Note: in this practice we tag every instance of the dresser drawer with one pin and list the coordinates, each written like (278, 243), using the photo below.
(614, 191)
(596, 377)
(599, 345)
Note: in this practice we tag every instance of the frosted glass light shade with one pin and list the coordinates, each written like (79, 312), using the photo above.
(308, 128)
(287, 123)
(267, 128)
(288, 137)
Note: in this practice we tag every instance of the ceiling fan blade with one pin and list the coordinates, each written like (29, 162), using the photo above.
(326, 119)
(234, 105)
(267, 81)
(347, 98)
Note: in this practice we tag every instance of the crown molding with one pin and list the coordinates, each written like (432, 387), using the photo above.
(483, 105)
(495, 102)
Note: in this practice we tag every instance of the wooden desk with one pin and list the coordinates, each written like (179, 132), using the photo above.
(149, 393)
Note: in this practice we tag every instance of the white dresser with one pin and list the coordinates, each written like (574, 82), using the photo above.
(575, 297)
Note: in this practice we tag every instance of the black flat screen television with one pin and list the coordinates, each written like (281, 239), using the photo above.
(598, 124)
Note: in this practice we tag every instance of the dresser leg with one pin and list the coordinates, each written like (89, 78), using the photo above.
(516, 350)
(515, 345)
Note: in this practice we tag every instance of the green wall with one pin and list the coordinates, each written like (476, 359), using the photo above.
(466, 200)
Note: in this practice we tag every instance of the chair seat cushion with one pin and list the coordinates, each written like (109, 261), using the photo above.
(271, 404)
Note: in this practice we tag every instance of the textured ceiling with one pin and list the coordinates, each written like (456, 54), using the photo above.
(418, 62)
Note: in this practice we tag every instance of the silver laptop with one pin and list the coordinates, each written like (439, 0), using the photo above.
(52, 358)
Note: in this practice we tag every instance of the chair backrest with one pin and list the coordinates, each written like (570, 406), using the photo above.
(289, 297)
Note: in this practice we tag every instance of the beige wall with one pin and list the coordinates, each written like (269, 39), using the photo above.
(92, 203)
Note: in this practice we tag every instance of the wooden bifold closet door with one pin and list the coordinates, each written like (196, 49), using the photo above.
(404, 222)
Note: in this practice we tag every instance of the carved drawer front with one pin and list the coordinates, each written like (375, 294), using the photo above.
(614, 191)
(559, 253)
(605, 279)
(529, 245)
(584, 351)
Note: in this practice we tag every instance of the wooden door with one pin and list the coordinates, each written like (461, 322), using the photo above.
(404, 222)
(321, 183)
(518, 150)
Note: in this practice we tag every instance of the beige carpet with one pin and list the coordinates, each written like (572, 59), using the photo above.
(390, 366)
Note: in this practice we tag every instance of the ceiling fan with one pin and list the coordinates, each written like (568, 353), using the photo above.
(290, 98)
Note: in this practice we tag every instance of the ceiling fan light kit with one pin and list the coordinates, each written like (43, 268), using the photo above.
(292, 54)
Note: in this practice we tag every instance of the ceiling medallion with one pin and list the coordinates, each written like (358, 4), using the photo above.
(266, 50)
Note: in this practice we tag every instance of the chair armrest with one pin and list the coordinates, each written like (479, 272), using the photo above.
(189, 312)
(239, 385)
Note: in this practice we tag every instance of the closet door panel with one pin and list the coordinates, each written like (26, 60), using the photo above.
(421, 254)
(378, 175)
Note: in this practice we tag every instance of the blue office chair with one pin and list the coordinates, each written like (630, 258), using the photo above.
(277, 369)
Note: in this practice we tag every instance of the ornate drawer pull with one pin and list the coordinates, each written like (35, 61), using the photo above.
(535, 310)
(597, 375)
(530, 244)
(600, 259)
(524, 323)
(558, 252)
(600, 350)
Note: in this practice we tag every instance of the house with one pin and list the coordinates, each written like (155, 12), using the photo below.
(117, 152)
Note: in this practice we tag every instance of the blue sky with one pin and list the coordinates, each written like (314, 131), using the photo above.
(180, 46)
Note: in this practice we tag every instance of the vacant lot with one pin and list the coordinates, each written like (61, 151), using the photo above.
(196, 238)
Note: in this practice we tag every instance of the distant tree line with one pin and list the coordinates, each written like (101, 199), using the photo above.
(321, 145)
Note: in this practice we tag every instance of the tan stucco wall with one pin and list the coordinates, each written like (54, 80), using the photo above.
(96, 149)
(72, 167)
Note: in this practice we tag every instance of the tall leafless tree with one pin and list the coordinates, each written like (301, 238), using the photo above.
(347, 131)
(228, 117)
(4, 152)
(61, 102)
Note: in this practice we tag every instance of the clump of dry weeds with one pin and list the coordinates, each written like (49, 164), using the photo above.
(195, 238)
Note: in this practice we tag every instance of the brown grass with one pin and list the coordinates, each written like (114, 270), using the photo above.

**GIVEN REQUEST**: All of the data needs to be printed once more, exactly.

**SOLUTION**:
Note: in this practice we tag every instance of the dresser drawer with one pin and list the coordinates, each written like (278, 243), using the photo below.
(614, 191)
(596, 377)
(599, 345)
Note: in this practice we tag every instance of the frosted glass light shade with one pin and list the coordinates, each written like (79, 312), using the photo above.
(308, 128)
(287, 123)
(267, 128)
(288, 137)
Note: in this practice we tag every instance of the ceiling fan blade with one pin and list the coordinates, each written like (29, 162), using the photo above.
(326, 119)
(234, 105)
(267, 81)
(347, 98)
Note: in this practice we tag every instance of the crown molding with one pin and list the coordinates, each written like (432, 387), using the photo above.
(483, 105)
(495, 102)
Note: in this practice we tag every instance of the wooden desk with one pin and list the coordinates, each written like (179, 132), using the photo above.
(149, 393)
Note: in this practice we tag every instance of the white dresser with one pin and list the coordinates, each written like (574, 82), using the photo above.
(575, 297)
Note: in this practice we tag every instance of the black flat screen television with one pin and list the coordinates, each written like (281, 239), using the photo above.
(598, 124)
Note: in this practice we tag every instance of the dresser leg with one pin and list the coordinates, each written like (89, 78), using the photo above.
(516, 350)
(515, 345)
Note: in this practice we tag every instance of the green wall with one pin and list the coordinates, each written like (476, 359), using the photo above.
(466, 200)
Note: in this practice we tag every instance of the chair seat cushion with one pin and list the coordinates, each written like (109, 261), using the photo above.
(271, 404)
Note: in this practice we tag every instance of the textured ceiling with one pin and list the coordinates, each written like (456, 54), using the photo above.
(418, 62)
Note: in this practice we tag every instance of the silver laptop with one pin and list the coordinates, each written like (439, 0), using the photo above.
(52, 358)
Note: in this practice we tag every instance of the chair backrest with one pin and list the coordinates, each written like (570, 406), using the photo above.
(289, 297)
Note: in this practice we tag every instance of the beige wall with one pin and list the coordinates, each written like (269, 39), using the photo above.
(92, 203)
Note: in this practice we tag every instance of the wooden bifold closet door with one pin and list the coordinates, each written like (196, 49), using the photo above.
(404, 222)
Note: in this practice we tag every instance of the carved drawer front with one pin and list the coordinates, each written like (375, 294), using the photo above.
(614, 191)
(559, 253)
(605, 279)
(529, 245)
(584, 351)
Note: in this practice we tag every instance of the wooden door with one pin and list the coordinates, each written like (461, 322), using the photo above.
(404, 222)
(321, 183)
(518, 150)
Note: in this practice we tag every instance of the beige carpet with one pin and list the coordinates, each written like (572, 59), using the photo above.
(390, 366)
Note: in this practice we tag every instance of the ceiling fan with one pin and list the coordinates, each written like (568, 353), using the photo above.
(290, 98)
Note: in this practice we tag every instance of the ceiling fan light kit with one pin and list the coordinates, each written like (43, 268), using the photo above.
(292, 54)
Note: in this practice we tag every instance of the ceiling medallion with one pin and list the coordinates, each written like (358, 4), using the photo above.
(266, 50)
Note: in this practice we tag every instance of the chair armrest with one pin and list the coordinates, each written like (479, 272), using the photo above.
(189, 312)
(239, 385)
Note: in this practice we tag every instance of the closet door panel with one pin and list the coordinates, each written like (26, 60), using the photo above.
(421, 254)
(378, 175)
Note: in this practice we tag every instance of the blue office chair with one pin and list the coordinates, each written like (630, 258), using the photo above.
(277, 369)
Note: in this practice we tag every instance of the ornate drawer pull with one pin and list the coordinates, each written like (35, 61), using the photo above.
(535, 310)
(597, 375)
(530, 244)
(600, 259)
(524, 323)
(558, 252)
(600, 350)
Note: in this practice we tag every instance of the house with one pin and list the coordinates, each written like (155, 12), using the photo below.
(117, 152)
Note: in this practice we tag every instance of the blue sky with one pin and list the coordinates, each written like (314, 131), using the photo above.
(180, 46)
Note: in this practice we tag every instance of the vacant lot with one pin and list the coordinates, each written like (61, 151), using the photo above.
(196, 238)
Note: in this practice we tag every instance of the distant tree line with one pin and list the coordinates, each written like (101, 199), using the photo above.
(321, 145)
Note: in this practice we tag every instance of the tan stucco wall with one pin and list the coordinates, each written like (54, 80), using the photo above.
(96, 149)
(72, 167)
Note: in this practice we tag every instance of the tall leafless tree with one pin and list the coordinates, each written like (301, 238), using the photo above.
(347, 131)
(228, 117)
(4, 152)
(61, 102)
Note: in this practice we tag every instance of the clump of dry weeds with one pin and list the coordinates, each written like (49, 164), using the photo above.
(195, 238)
Note: in this practice we tag every instance of the brown grass with one pin and list the coordinates, each written like (114, 270), using the photo above.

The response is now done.